__Exercise details__
An exact copy of every entry is the answer here, with no pictures.

(Referring expression pointing data)
[Start of Attachment]

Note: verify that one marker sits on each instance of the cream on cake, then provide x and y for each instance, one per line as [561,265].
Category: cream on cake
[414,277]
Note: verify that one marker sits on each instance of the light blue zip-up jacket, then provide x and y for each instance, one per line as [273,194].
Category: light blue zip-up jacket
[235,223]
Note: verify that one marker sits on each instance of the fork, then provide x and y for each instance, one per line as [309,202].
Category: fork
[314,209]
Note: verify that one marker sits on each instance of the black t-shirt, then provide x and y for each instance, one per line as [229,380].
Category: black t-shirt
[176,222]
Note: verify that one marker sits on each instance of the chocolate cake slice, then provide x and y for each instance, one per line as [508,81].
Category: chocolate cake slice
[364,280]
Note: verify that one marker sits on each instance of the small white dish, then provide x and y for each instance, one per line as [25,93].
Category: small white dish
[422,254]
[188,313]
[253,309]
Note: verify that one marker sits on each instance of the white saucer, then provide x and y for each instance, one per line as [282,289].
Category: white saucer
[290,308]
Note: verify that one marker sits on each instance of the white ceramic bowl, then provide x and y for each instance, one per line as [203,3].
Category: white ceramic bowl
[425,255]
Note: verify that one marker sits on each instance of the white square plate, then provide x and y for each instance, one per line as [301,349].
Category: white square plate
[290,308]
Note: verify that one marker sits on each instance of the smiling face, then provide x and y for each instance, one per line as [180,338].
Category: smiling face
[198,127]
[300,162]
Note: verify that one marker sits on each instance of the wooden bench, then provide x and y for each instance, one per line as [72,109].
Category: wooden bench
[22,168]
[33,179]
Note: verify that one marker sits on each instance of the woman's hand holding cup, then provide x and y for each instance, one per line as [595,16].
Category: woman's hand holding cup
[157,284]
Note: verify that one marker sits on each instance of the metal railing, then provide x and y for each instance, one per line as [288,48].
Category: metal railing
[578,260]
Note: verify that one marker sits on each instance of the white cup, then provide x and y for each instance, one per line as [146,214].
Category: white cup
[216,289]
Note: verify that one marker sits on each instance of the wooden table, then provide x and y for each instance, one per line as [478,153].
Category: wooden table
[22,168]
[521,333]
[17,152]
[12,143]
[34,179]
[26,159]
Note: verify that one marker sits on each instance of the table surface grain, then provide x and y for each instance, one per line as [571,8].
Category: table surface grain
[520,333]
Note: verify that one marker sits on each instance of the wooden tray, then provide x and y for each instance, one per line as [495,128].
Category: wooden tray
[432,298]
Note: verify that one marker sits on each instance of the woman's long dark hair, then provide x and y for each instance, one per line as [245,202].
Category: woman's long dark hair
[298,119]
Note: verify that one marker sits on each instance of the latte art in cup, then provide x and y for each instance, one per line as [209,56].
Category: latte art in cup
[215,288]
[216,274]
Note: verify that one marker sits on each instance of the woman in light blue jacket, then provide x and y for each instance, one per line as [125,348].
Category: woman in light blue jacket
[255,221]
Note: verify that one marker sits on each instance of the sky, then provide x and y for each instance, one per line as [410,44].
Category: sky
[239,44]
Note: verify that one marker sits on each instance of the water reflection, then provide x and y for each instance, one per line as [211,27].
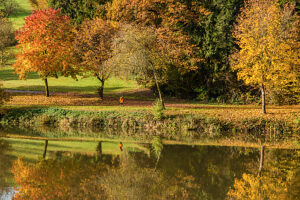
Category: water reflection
[155,171]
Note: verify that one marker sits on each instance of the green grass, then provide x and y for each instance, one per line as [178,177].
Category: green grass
[63,84]
[88,85]
[32,150]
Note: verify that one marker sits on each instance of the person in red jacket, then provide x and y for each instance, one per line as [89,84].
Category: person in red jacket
[121,101]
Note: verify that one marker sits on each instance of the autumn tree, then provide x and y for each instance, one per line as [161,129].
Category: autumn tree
[170,20]
[3,95]
[268,40]
[39,4]
[6,38]
[93,46]
[45,44]
[8,7]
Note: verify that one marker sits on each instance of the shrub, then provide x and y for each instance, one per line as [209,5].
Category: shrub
[158,110]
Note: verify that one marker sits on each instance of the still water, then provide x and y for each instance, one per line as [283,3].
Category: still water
[49,169]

[End of Attachment]

__Exercise result__
Note: verify that one marker sits on each instance of the cream on cake, then provide x and y for each instance, one per line as [561,265].
Category: cream on cake
[414,277]
Note: verify that one marker sits on each instance of the light blue zip-up jacket, then provide x and y for each instance, one per line as [273,194].
Category: light blue zip-up jacket
[235,223]
Note: verify that one marker sits on each instance of the fork, then provide x and y for each instance, one per line as [309,202].
Category: fork
[314,209]
Note: verify that one marker sits on each instance of the black t-shirt, then provide x and y for each instance, one per line as [229,380].
Category: black t-shirt
[176,222]
Note: verify that one marker sits on each instance of the chocolate cake slice, then provide x and y for each instance, one per line as [508,81].
Category: chocolate cake slice
[364,280]
Note: verify that one marker sits on each instance of the small white dish, then provide x and y for each instance, one per line as [25,93].
Category: small white dish
[422,254]
[188,313]
[253,309]
Note: verify that one marker sits on each instance of the white saucer, then provide x and y for each instance, one per line as [282,289].
Category: white saucer
[290,308]
Note: verify that one marker sits on each instance of the white ceramic bowl, then provide x and y for each instance, one per line as [203,3].
Category: white ceramic bowl
[425,255]
Note: verify that one marker sits on each instance of the white square plate, then provide x and y for each instance, one per line as [301,349].
Category: white square plate
[290,308]
Note: verify that one marker sits on each instance of the smiling face, then provide x and y for each instance, one per line as [180,338].
Category: smiling face
[198,127]
[300,162]
Note: verify that one marker sits on each instance of the wooden bench, then provide x and y for each instance, one per line as [72,109].
Category: wooden bench
[22,168]
[33,179]
Note: verify that one marker sits on each instance of the woman's hand holding cup, then provide x and y for each instance, one per line as [595,16].
Category: woman's hand holding cup
[157,284]
Note: verify that one marker sits on each instance of the metal railing, then provide x and y for each instance, one per line as [288,48].
Category: metal railing
[578,260]
Note: verify that one marker sits on each instance of the white cup, then provide x and y for each instance, one per line as [146,214].
Category: white cup
[216,289]
Note: verify that one marker sits on each instance of the wooden table, then provide x and y for each instance, one per line as [478,153].
Category: wooden table
[22,168]
[521,333]
[17,152]
[12,143]
[34,179]
[26,159]
Note: verify that one marker sits on each instance of the table surface grain, then provide x and y for each instance, one per line as [571,8].
Category: table surface grain
[520,333]
Note: verify that one marker sits on each instance of the wooden tray, then provide x and y for each instance, one per line as [495,128].
Category: wooden tray
[432,298]
Note: verify that one marker sits on each instance of the woman's long dark hair, then provide x and y for each instance, one per line as [245,202].
Category: woman's long dark hair
[298,119]
Note: verify that one marker sits on each instance of the latte art in cup, then provide x and y for each instance, one per line as [209,56].
Category: latte art in cup
[215,288]
[216,274]
Note: verify that one marker sits on each instance of the woman in light blue jacket, then provide x and y for each instance, one per line as [125,348].
Category: woman in light blue jacket
[255,221]
Note: verify that one marker sits on each instance of the sky, then provide x and y for each instance, one per line as [410,44].
Category: sky
[239,44]
Note: verify that one marker sits on each instance of the water reflection, then provide x and y for each instance, one per line as [211,27].
Category: water reflection
[155,171]
Note: verify that one marker sits on each instance of the green grass, then provide x and y for each instance, one per line as [178,177].
Category: green grass
[63,84]
[88,85]
[32,150]
Note: verify that one marker sits on each instance of the person in red jacket, then provide x and y for each instance, one per line as [89,84].
Category: person in red jacket
[121,101]
Note: verify that one marker sits on each instance of the autumn tree, then provide x and y for each instance, one per line as [161,129].
Category: autumn tree
[170,20]
[3,95]
[268,40]
[39,4]
[6,38]
[93,46]
[45,44]
[8,7]
Note: verify that one marker sits on each instance of the shrub, then provide x and y for each instance, one per line as [209,5].
Category: shrub
[158,110]
Note: verify that one marker sits on each instance of the still water, then provide x and y for each instance, one per line as [283,3].
Category: still water
[49,169]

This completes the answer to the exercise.